Segmentation mask data
====

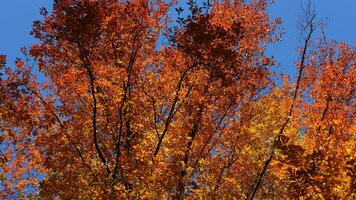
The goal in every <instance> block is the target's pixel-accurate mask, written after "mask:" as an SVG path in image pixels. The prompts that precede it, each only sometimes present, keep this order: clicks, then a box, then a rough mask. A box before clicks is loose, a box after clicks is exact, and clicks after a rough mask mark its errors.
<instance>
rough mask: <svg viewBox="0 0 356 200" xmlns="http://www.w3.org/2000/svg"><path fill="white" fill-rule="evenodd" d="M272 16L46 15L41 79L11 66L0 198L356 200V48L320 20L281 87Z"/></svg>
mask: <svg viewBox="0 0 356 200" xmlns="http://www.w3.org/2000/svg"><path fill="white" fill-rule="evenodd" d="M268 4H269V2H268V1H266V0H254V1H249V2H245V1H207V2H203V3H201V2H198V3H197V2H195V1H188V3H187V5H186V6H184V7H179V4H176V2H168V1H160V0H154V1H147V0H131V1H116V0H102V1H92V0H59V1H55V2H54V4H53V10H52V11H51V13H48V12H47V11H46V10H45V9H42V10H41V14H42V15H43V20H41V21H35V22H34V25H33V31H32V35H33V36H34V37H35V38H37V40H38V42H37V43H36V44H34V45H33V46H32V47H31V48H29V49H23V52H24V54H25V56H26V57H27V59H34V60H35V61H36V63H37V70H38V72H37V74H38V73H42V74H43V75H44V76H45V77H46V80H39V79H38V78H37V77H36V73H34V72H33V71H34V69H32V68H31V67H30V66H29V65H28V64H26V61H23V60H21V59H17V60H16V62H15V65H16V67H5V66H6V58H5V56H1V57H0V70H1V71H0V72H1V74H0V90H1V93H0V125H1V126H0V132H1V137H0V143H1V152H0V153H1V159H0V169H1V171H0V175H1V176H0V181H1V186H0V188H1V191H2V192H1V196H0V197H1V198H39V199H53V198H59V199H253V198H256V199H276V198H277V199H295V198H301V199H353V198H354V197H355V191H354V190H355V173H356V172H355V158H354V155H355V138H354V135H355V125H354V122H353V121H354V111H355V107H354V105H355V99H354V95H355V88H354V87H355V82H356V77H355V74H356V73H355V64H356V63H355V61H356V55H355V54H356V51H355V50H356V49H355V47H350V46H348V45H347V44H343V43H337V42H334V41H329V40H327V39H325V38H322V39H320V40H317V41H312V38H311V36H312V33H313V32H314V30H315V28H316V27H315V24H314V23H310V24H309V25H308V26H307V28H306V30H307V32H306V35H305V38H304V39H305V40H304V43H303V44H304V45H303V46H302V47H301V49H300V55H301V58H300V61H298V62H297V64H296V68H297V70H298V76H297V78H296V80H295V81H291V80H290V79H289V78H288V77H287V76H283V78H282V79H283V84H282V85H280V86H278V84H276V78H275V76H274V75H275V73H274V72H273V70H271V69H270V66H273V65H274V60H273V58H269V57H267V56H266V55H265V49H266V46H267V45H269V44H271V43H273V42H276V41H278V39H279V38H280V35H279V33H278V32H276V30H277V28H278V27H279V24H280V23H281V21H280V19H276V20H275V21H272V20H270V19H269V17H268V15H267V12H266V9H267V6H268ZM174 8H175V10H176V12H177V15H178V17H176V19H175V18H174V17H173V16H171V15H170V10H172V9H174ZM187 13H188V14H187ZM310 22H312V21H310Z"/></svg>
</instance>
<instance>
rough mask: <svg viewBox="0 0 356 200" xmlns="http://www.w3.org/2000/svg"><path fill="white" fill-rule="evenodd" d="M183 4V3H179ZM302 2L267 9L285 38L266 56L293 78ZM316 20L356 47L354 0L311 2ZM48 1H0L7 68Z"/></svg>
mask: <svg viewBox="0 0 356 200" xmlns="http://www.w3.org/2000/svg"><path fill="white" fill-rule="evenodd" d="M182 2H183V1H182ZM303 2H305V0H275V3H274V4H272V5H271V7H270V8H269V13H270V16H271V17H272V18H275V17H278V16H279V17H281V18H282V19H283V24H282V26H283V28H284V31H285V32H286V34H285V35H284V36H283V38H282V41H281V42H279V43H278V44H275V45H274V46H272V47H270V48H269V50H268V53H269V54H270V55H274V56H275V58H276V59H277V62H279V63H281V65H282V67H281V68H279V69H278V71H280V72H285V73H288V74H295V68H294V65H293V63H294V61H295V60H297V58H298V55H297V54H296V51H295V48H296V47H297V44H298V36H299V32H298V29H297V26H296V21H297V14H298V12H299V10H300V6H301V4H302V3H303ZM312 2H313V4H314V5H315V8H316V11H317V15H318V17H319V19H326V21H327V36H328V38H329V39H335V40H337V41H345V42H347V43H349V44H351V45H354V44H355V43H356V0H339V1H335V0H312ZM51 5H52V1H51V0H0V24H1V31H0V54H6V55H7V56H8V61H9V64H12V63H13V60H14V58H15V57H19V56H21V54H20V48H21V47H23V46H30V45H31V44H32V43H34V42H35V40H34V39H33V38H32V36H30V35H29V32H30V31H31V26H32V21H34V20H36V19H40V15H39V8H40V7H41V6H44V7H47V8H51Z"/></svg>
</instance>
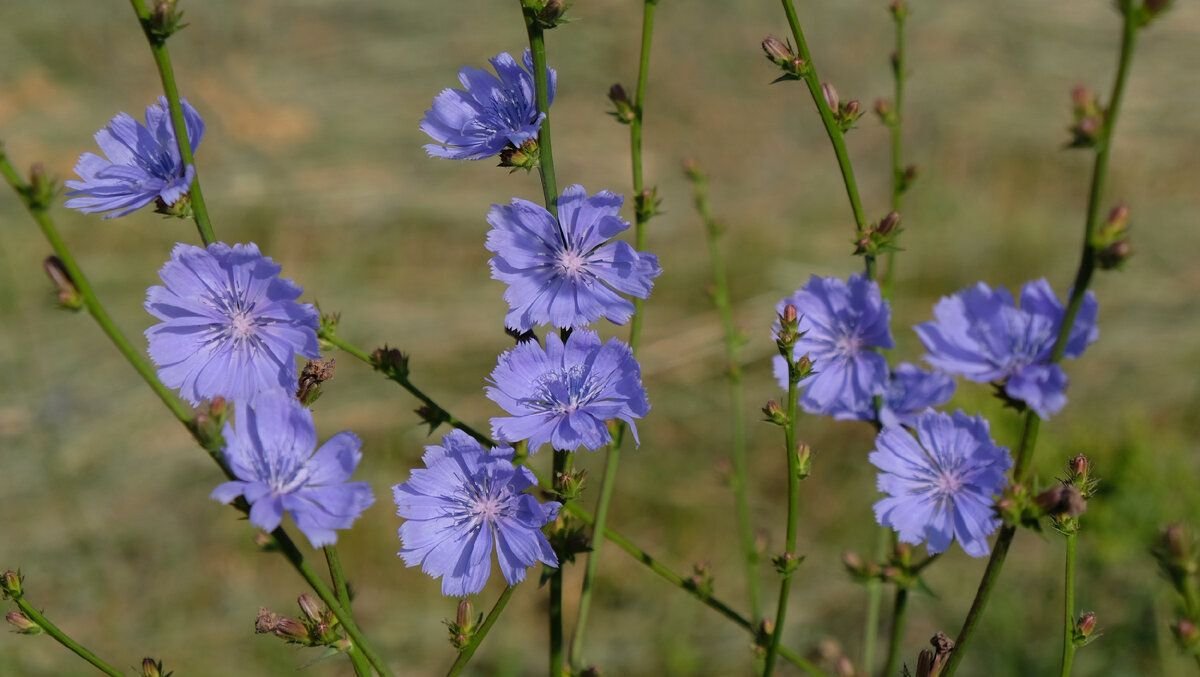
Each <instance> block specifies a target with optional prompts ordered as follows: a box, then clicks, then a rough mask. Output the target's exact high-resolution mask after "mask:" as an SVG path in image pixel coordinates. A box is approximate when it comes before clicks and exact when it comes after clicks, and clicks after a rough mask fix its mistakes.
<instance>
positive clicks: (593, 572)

====

TASK PROMPT:
Filter the records for lines containing the word "after" and copy each one.

ANSWER TO THIS TASK:
The goal in every <instance> block is the target's pixel-accurate mask, written after "mask:" as an SVG path in image pixels. The prompts that precede it, each only sometimes present, keep this order: clicks, then a box, then a rough mask. A box before clicks is loose, a box after clicks is exact, and clicks after a rough mask mark its errors.
Each <instance> block specifies a target with optional prompts ordered as follows: a box, then clicks, then a rough mask. Output the target's exact high-resolution mask after "mask:" as an SVG path in image pixel coordinates. A box is approximate when it comes before clicks and exact when it comes after clicks, and clicks after a rough mask fix its mistakes.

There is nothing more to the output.